Turn every line of the records below into a Markdown table with two columns, No. and Line: number the rows in order and omit blank lines.

# SOURCE MATERIAL start

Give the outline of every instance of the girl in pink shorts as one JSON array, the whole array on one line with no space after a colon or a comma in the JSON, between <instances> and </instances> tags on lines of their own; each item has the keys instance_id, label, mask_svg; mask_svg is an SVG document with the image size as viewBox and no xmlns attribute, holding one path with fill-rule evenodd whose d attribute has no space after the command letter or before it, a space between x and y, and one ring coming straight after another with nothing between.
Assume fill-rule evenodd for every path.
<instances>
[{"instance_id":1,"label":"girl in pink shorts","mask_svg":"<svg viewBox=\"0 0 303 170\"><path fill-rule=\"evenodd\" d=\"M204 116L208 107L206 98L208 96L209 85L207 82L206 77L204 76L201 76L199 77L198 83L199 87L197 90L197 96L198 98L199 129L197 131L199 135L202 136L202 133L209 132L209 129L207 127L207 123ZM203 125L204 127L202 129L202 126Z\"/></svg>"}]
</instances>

# SOURCE MATERIAL end

> **FINISHED EXERCISE**:
| No. | Line |
|---|---|
| 1 | Give the outline of every instance of the girl in pink shorts as one JSON array, the whole array on one line with no space after a colon or a comma in the JSON, between <instances> and </instances> tags on lines of their own; each item has the keys instance_id, label, mask_svg; mask_svg is an SVG document with the image size as viewBox and no xmlns attribute, holding one path with fill-rule evenodd whose d attribute has no space after the command letter or before it, a space between x and y, and one ring coming straight after another with nothing between. |
| 2 | Assume fill-rule evenodd for every path. |
| 3 | <instances> |
| 4 | [{"instance_id":1,"label":"girl in pink shorts","mask_svg":"<svg viewBox=\"0 0 303 170\"><path fill-rule=\"evenodd\" d=\"M204 116L208 107L206 98L208 96L209 85L207 82L206 77L204 76L201 76L199 77L198 83L199 87L197 90L197 96L198 98L199 129L197 131L199 135L202 136L202 133L209 132L209 129L207 127L207 123ZM203 125L204 127L202 129L202 126Z\"/></svg>"}] |
| 5 | </instances> |